### PAGE TEXT:
──────────

So I’ve been here three weeks. Am I allowed to have a rant yet?
Coca-Cola Amatil (ASX:CCL) has been winding me up for years. Back at its October 2014 strategy day, the company’s new CEO announced an earnings per share (EPS) growth target of mid-single-digit (I assume this means between 3% and 7%).
My eyes rolled. With EPS having decreased 33% in 2 years, this target seemed rather underwhelming. Yet the analyst community loved it. Why? In the foggy world of forecasting earnings, management had provided a guiding light.
Following the guidance was a flashy 90-page slide presentation full of colourful pictures of 200-litre Coke cans, bottles of the new Coke Life product with stevia and hip teenagers drinking these products. These were heralded as the keys to strengthening Amatil’s category leadership position – whatever that means.
So it was with a touch of surprise that management maintained its target for a return to mid-single-digit growth in EPS over the next few years at its AGM last week. Hang on – aren’t we now halfway there? Shouldn’t the language have been around how Amatil is tracking against this goal, rather than it remaining just a target?
To be fair, 2015 saw EPS grow by 4.7%. But this masks a few kickers. Firstly, in late 2014, Amatil sold 29% of its Indonesian business to the Coca-Cola Company for $500 million US. This resulted in its interest bill for 2015 being $36 million lower. Without this, EPS would have declined.
Secondly, 2014 was one of those years when things couldn’t get much worse for two of its most cyclical businesses, Indonesia and tinned-fruit business SPC. Both businesses recovered in 2015, although we couldn’t determine the full impact of this because Amatil combines Indonesia together with PNG, while SPC’s earnings are buried in the Corporate, Food and Services division.

──────────

### INFORMATION SHOWN:
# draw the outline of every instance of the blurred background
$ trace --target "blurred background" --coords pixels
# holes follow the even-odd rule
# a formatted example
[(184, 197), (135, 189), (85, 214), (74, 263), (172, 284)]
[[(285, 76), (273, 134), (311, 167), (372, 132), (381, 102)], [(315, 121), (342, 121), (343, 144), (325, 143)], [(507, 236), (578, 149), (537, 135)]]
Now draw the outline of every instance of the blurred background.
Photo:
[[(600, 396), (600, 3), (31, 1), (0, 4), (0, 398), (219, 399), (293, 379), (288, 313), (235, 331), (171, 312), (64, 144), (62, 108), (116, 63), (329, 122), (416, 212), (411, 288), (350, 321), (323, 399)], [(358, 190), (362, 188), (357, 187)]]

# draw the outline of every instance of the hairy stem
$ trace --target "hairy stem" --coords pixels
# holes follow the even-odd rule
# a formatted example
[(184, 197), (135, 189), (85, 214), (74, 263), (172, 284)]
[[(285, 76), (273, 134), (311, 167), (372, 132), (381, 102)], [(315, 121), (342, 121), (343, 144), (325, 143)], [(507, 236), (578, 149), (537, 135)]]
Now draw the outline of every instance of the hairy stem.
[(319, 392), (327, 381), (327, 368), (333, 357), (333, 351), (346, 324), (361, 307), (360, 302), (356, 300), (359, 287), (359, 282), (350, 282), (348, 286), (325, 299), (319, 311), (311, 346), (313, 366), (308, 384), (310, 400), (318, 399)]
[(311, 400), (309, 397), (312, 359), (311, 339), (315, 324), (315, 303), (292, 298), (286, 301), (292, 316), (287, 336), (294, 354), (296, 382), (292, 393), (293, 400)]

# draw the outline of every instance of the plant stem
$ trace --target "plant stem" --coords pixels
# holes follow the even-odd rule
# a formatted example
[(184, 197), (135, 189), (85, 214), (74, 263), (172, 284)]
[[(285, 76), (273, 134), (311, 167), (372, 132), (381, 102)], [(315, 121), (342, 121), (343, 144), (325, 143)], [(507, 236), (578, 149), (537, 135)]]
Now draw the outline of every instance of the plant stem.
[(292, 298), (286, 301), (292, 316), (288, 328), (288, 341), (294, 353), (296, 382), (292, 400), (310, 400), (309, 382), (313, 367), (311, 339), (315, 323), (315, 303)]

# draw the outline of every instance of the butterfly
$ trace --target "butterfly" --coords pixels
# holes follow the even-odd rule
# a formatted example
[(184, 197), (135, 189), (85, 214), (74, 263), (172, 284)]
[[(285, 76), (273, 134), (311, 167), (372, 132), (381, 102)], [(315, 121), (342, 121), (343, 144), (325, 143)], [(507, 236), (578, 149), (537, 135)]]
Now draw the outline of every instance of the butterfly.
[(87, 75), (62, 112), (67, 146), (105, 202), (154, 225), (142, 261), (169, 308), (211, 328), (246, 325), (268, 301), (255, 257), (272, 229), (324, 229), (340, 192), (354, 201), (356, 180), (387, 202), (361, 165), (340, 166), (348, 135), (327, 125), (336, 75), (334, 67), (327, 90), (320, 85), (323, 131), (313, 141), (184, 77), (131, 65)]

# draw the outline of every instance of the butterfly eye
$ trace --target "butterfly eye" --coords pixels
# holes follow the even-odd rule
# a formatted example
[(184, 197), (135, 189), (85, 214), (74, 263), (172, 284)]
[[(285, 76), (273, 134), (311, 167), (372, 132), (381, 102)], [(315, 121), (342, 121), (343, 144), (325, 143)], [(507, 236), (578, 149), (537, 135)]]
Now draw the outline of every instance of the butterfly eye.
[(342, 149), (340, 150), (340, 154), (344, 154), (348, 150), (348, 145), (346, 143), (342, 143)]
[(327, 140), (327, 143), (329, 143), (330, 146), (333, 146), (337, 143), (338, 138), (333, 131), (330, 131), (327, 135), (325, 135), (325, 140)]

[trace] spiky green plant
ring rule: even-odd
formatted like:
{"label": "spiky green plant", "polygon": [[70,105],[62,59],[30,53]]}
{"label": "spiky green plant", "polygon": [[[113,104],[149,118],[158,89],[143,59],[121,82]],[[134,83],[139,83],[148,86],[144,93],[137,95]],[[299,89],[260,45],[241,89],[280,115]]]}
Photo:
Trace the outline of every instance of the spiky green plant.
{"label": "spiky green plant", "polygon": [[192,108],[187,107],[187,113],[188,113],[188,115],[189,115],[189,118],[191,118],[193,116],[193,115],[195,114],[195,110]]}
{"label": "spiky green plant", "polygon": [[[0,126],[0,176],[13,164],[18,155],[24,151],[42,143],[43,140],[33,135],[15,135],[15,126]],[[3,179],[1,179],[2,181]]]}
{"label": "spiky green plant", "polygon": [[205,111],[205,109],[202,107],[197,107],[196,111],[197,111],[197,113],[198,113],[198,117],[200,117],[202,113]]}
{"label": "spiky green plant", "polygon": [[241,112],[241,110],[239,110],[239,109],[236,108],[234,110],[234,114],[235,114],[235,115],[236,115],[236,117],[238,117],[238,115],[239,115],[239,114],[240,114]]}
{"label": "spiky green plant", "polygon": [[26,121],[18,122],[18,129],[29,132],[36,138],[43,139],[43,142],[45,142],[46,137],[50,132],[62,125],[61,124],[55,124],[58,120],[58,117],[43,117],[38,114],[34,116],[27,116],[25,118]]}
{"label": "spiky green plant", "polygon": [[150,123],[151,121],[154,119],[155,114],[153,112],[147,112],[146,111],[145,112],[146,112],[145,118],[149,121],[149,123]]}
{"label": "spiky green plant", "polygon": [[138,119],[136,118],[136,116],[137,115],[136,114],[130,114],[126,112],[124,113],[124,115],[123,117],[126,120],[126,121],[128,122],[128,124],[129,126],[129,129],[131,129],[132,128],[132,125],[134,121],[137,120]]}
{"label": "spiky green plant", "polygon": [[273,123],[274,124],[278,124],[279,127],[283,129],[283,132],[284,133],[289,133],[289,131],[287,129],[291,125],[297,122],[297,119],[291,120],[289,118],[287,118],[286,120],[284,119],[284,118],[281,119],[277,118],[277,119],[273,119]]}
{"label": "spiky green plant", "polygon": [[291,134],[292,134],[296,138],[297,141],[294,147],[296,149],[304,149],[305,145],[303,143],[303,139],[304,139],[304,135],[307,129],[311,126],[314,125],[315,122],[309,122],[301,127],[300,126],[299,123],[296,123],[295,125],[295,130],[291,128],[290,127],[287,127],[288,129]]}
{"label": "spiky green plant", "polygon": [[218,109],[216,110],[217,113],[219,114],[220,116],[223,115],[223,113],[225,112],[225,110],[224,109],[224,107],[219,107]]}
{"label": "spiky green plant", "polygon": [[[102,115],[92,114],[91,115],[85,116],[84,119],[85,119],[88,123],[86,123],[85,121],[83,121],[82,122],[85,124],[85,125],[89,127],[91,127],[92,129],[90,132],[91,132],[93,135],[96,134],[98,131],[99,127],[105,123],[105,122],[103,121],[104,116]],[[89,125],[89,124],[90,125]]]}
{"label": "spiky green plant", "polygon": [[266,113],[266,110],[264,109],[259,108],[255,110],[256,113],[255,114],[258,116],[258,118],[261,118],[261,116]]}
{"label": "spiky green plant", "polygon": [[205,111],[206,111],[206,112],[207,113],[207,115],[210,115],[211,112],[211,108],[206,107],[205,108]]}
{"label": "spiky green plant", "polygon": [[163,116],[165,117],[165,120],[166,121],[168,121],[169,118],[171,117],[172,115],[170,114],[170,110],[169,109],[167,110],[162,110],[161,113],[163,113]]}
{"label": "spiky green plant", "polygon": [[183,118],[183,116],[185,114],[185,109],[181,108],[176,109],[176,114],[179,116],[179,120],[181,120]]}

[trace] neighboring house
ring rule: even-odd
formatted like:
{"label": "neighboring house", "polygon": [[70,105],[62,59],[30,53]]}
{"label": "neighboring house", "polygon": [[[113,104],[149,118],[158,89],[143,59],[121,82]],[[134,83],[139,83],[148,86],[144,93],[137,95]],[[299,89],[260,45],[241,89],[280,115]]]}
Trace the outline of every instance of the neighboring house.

──────────

### OBJECTIVE:
Quote the stretch of the Coca-Cola Amatil commentary from "My eyes rolled." through "a guiding light." word for word. The records play no part in the work here.

### THE SOLUTION:
My eyes rolled. With EPS having decreased 33% in 2 years, this target seemed rather underwhelming. Yet the analyst community loved it. Why? In the foggy world of forecasting earnings, management had provided a guiding light.